The Hotel Transylvania films have been a staple of Sony Pictures Animation since the surprise box office breakout success of the 2012 original. Somehow, here we are almost exactly ten years later. Instead of a properly fitting October debut, the pandemic has essentially force-shuffled many movies around. Foregoing a traditional theatrical release, Hotel Transylvania: Transformania heads to Amazon Prime during the January “dumping grounds” period often synonymous with releasing low-quality films. These movies have never been high art, but the combination of gothic themes and game voice cast of Adam Sandler frequent collaborators has been harmonious over the course of the previous three movies. This time around, the magic is lacking. Fun hijinks ensue thanks to a zany premise, but the comedy has been zapped of its adults edges.
Hotel Transylvania is celebrating its 125th birthday—what better way for Dracula (this time voiced by Brian Hull) to finally put in for his retirement! Going into the event, Dracula has a whole speech prepared in which he plans to leave the hotel in the good hands of his daughter, Mavis (Selena Gomez), and her love, Jonathan (Andy Samberg). Nerves however get the best of him. Instead, Dracula merely announces that he will “expand” the hotel by adding an additional bathroom in the lobby. Dracula flat-out lies about the hotel’s management needing to be monsters, and it turns out that Van Helsing has just the thing for that.
Helsing’s “Monsterfication Ray”—basically a human/monster reversal—goes dangerously haywire after turning Jonathan into a dragon-like monster, and subsequently Dracula into a balding human with a huge beer gut and deep bags under his eyes. Dracula is forced to team up with Jonathan on a treacherous father/son bonding trip. The duo races against the clock to reverse the effects of the ray before time runs out. Key to their plan is that Mavis and Dracula’s wife absolutely cannot find out about their spontaneous journey.

### Excerpts from a dataset:
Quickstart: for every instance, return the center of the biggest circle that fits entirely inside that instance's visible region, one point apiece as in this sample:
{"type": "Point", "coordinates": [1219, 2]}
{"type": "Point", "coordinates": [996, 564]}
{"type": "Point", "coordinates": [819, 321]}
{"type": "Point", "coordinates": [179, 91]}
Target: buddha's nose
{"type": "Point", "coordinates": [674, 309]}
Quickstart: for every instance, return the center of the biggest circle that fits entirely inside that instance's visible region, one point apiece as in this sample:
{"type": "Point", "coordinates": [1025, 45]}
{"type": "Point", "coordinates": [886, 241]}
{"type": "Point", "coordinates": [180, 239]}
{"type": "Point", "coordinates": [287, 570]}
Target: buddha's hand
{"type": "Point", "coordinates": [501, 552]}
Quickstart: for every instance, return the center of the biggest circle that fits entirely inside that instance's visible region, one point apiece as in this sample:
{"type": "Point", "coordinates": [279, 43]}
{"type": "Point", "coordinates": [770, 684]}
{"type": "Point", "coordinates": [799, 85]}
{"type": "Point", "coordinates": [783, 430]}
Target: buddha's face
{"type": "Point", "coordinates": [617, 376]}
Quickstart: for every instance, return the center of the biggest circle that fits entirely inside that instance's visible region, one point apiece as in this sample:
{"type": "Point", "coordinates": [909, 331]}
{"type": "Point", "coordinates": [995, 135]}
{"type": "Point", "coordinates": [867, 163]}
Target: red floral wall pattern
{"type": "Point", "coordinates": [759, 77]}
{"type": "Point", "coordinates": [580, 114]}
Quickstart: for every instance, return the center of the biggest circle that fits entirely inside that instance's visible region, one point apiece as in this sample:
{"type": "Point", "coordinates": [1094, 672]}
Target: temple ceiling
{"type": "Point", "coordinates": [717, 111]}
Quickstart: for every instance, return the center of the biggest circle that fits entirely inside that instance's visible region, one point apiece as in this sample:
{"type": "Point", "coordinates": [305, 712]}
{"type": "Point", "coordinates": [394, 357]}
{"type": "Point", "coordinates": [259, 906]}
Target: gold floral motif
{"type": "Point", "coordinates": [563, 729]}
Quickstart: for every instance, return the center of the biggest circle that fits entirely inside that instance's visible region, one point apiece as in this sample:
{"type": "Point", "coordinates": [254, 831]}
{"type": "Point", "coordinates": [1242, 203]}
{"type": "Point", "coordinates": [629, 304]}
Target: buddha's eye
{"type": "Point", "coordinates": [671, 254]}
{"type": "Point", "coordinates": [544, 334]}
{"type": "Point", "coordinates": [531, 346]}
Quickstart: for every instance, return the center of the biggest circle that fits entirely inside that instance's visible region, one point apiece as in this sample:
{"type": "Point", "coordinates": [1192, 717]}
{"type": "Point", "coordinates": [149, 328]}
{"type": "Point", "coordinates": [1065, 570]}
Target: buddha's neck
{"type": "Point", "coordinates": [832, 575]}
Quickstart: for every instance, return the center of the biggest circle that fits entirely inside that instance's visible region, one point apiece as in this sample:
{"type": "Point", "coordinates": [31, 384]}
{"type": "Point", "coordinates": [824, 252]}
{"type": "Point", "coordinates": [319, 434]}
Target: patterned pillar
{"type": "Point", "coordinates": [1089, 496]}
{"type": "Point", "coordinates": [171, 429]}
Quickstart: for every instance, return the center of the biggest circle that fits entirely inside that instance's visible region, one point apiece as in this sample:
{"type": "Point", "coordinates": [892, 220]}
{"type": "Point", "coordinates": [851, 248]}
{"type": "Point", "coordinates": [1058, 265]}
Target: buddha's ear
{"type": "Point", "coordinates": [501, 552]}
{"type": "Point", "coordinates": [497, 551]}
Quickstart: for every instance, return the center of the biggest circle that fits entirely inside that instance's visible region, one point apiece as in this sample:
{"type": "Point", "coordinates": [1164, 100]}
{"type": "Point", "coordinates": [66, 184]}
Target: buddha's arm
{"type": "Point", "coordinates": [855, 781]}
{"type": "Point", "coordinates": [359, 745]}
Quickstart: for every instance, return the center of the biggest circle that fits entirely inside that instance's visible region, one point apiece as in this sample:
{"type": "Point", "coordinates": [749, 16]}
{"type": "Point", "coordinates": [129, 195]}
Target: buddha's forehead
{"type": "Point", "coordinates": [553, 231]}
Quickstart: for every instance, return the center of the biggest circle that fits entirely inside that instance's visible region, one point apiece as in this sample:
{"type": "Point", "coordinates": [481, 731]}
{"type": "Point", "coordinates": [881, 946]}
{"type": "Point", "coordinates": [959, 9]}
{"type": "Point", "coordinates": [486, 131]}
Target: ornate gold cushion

### ACTIVITY 1:
According to the review, what does Dracula announce at the hotel's birthday event instead of his retirement?
### ACTIVITY 2:
Transcribe the part of the review that starts at the words "Hotel Transylvania is" and ends after the words "thing for that.".

### ANSWER AREA 1:
He announces that he will "expand" the hotel by adding an additional bathroom in the lobby.

### ANSWER AREA 2:
Hotel Transylvania is celebrating its 125th birthday—what better way for Dracula (this time voiced by Brian Hull) to finally put in for his retirement! Going into the event, Dracula has a whole speech prepared in which he plans to leave the hotel in the good hands of his daughter, Mavis (Selena Gomez), and her love, Jonathan (Andy Samberg). Nerves however get the best of him. Instead, Dracula merely announces that he will “expand” the hotel by adding an additional bathroom in the lobby. Dracula flat-out lies about the hotel’s management needing to be monsters, and it turns out that Van Helsing has just the thing for that.